**Collection entries:**
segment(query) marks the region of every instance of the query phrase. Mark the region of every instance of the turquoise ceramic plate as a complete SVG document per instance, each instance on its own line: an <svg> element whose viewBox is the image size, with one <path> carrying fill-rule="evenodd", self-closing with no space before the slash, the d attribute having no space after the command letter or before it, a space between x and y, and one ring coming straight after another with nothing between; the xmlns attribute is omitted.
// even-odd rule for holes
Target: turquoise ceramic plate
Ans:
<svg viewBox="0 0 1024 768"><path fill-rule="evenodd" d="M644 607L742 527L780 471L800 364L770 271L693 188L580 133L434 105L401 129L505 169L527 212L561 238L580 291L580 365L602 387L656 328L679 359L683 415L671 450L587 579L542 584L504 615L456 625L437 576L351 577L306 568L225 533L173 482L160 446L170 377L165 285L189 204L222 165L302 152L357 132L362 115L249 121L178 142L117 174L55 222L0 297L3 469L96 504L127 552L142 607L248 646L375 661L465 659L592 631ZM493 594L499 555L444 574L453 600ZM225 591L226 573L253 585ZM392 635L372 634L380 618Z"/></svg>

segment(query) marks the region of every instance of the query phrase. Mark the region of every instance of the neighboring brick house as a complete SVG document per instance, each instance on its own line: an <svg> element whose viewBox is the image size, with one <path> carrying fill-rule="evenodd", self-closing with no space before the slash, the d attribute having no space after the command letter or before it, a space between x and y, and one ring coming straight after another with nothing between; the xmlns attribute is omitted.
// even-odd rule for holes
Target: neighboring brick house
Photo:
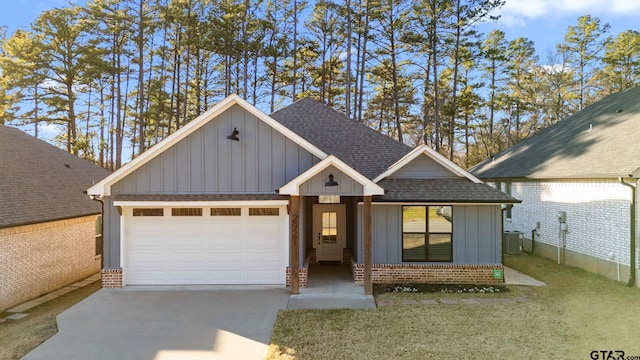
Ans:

**WORK INSTRUCTIONS:** Could you reproduce the records above exactly, leaving out the pictures?

**SOLVED PROBLEM:**
segment(query) marks the region of every instance of the query phrase. Mark the region of every instance of the turquoise ceramic plate as a complete SVG document per instance, each instance on its own line: an <svg> element whose viewBox is the image size, with one <path> carrying fill-rule="evenodd", self-closing with no space before the slash, the d attribute having no space after the command letter or before it, a space between x and y, and one ring coming straight after another with nothing between; the xmlns attribute is omitted.
// even-odd rule for holes
Target: turquoise ceramic plate
Ans:
<svg viewBox="0 0 1024 768"><path fill-rule="evenodd" d="M644 607L742 527L780 471L800 364L770 271L693 188L580 133L434 105L401 129L505 169L527 212L561 238L580 291L580 365L602 387L656 328L679 359L683 415L671 450L587 579L542 584L504 615L456 625L437 576L351 577L306 568L225 533L173 482L160 446L170 377L165 285L189 204L222 165L302 152L357 132L362 115L249 121L178 142L117 174L55 222L0 297L3 469L96 504L127 552L142 607L248 646L375 661L465 659L592 631ZM493 594L499 555L444 574L453 600ZM225 591L226 573L253 585ZM392 635L372 634L380 618Z"/></svg>

segment(query) marks the region of every instance of the query phrase. Mark the region of every instance of the neighboring brick house as a complete SVG document per instance, each instance on its own line: an <svg> element whose viewBox is the image size, with one <path> carrying fill-rule="evenodd", self-closing with no space before the slash, the d attribute having no space after the command letter or before it, a space between x and y, and one ring coming straight after another with nothing between; the xmlns attribute is omitted.
// even-odd rule for holes
Target: neighboring brick house
Photo:
Ans:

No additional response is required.